Your objective:
Take the entries below and retype them word for word, excluding the images.

Task inputs:
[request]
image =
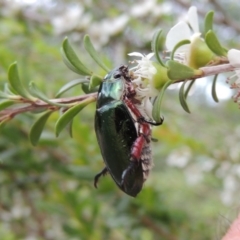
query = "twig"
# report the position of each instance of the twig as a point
(9, 113)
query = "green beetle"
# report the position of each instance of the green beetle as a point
(122, 133)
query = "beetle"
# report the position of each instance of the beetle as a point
(123, 134)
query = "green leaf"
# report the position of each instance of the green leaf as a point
(86, 89)
(93, 53)
(156, 112)
(188, 88)
(182, 98)
(178, 45)
(15, 82)
(3, 95)
(37, 128)
(214, 94)
(3, 123)
(94, 82)
(214, 44)
(5, 104)
(74, 60)
(68, 116)
(208, 22)
(155, 47)
(179, 71)
(70, 85)
(37, 93)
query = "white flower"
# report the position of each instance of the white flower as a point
(143, 76)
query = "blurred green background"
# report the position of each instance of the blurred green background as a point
(46, 192)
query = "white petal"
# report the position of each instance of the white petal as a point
(137, 54)
(176, 34)
(193, 19)
(234, 56)
(150, 55)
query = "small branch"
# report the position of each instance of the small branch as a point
(210, 71)
(9, 113)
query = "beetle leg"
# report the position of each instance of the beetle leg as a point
(102, 173)
(153, 123)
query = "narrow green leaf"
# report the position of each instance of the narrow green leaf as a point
(94, 82)
(156, 112)
(155, 46)
(208, 22)
(182, 98)
(70, 85)
(179, 71)
(86, 88)
(73, 59)
(5, 104)
(37, 93)
(37, 128)
(178, 45)
(3, 95)
(214, 94)
(68, 116)
(15, 82)
(69, 128)
(3, 123)
(214, 44)
(189, 88)
(93, 53)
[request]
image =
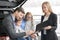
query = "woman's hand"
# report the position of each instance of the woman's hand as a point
(48, 27)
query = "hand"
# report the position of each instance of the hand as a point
(29, 32)
(48, 27)
(33, 35)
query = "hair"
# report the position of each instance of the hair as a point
(20, 9)
(29, 13)
(48, 5)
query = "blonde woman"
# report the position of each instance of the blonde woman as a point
(48, 33)
(29, 23)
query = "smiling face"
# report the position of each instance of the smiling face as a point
(46, 8)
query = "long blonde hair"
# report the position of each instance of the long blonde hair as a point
(48, 5)
(29, 13)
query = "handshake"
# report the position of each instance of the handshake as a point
(31, 33)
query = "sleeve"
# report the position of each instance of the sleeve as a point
(54, 18)
(10, 31)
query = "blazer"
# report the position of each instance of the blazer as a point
(9, 28)
(51, 34)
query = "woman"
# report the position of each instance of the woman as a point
(48, 32)
(29, 23)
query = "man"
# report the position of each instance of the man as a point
(8, 23)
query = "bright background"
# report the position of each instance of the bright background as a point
(34, 6)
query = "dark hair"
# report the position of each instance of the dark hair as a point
(19, 9)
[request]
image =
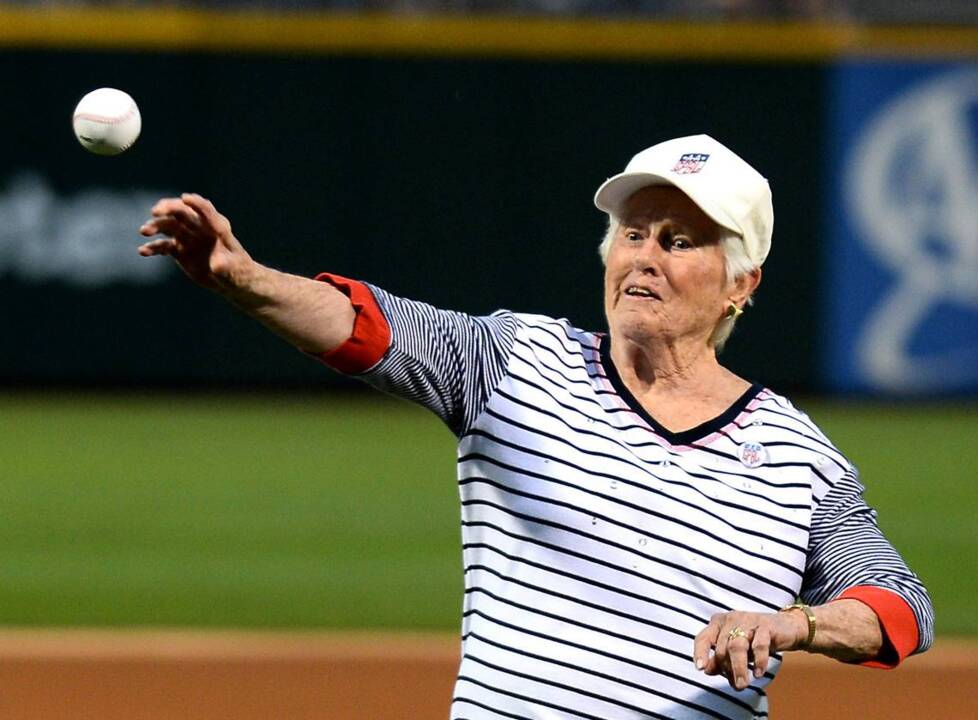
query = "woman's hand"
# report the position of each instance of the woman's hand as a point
(740, 640)
(199, 238)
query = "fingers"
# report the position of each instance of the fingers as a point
(738, 647)
(705, 640)
(206, 210)
(761, 647)
(163, 246)
(736, 640)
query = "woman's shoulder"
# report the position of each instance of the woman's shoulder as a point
(545, 328)
(788, 426)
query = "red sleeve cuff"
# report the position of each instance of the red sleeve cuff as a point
(897, 621)
(371, 333)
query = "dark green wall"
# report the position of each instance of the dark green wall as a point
(466, 183)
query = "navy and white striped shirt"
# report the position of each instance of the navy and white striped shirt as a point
(597, 544)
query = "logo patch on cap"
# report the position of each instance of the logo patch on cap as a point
(690, 163)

Answer for this exercise:
[request]
image =
query = "twig"
# report the position of each instance of the twig as a point
(9, 113)
query = "green beetle"
# report the position of each instance of the green beetle as a point
(122, 133)
query = "beetle"
# report the position of each instance of the beetle as a point
(123, 134)
query = "green leaf"
# report the position of each instance of the green leaf as a point
(86, 89)
(93, 53)
(156, 112)
(188, 88)
(182, 98)
(178, 45)
(15, 82)
(3, 95)
(37, 128)
(214, 94)
(3, 123)
(94, 82)
(214, 44)
(5, 104)
(74, 60)
(68, 116)
(208, 22)
(155, 47)
(179, 71)
(70, 85)
(37, 93)
query = "white flower"
# report the position of each instance of the white flower as a point
(143, 76)
query = "blurred green background"
# report the position of each instance of the blurred green background as a point
(46, 192)
query = "white petal"
# report the position of each instance of the white petal as a point
(137, 54)
(176, 34)
(193, 19)
(234, 56)
(150, 55)
query = "small branch"
# report the position of each instance of the small branch as a point
(210, 71)
(9, 113)
query = "beetle leg"
# report the position of each instance of the beetle leg as a point
(102, 173)
(153, 123)
query = "narrow green leaf"
# report the position of each instance of the narrow green leaf as a point
(94, 82)
(156, 112)
(155, 46)
(208, 22)
(182, 98)
(70, 85)
(179, 71)
(86, 88)
(73, 59)
(5, 104)
(37, 93)
(37, 128)
(178, 45)
(3, 95)
(214, 94)
(68, 116)
(15, 82)
(69, 128)
(3, 123)
(214, 44)
(189, 88)
(93, 53)
[request]
image =
query = "woman's hand"
# report the position of each instance of the woman's hand as a point
(48, 27)
query = "hand"
# report the position of each instance of the hand as a point
(29, 32)
(48, 27)
(33, 35)
query = "hair"
# report the position of each instance of the hair as a point
(20, 9)
(29, 13)
(48, 5)
query = "blonde woman"
# report the position of each instance of the blonde woman as a point
(48, 33)
(29, 23)
query = "smiling face"
# report the position of each instance of the smiling face as a point
(46, 8)
query = "long blonde hair"
# report the position of each instance of the long blonde hair as a point
(48, 5)
(29, 13)
query = "handshake"
# report the position of each instance of the handshake as a point
(31, 33)
query = "sleeve"
# report the position of each instance of the sleeve as a point
(54, 18)
(10, 31)
query = "blazer"
# report the position of each instance of the blazer as a point
(9, 28)
(51, 34)
query = "woman"
# report the position of each instance of the woman as a point
(48, 32)
(29, 23)
query = "man"
# report the position of each instance of the man as a point
(8, 23)
query = "bright background"
# report the position of each instance of the bright background as a point
(34, 6)
query = "dark hair"
# report the position of each instance of the dark hair as a point
(19, 9)
[request]
image =
query = "woman's hand"
# report the position of each instance of the woman's hand as a point
(740, 640)
(199, 238)
query = "fingers"
# report the position of each instance of the fingers as a point
(738, 647)
(705, 640)
(206, 210)
(761, 647)
(163, 246)
(736, 640)
query = "woman's shoulder"
# report the position of each instance of the woman's shoulder as a point
(545, 328)
(788, 426)
query = "red sleeve cuff"
# report the position of each instance of the red sleeve cuff as a point
(897, 621)
(371, 333)
query = "dark green wall"
# report the position of each instance of the dark green wall as a point
(466, 183)
query = "navy and white striped shirt"
# report the position of each instance of the navy and white striped shirt as a point
(597, 544)
query = "logo patch on cap"
# report the position of each instance of the logo patch on cap as a point
(690, 163)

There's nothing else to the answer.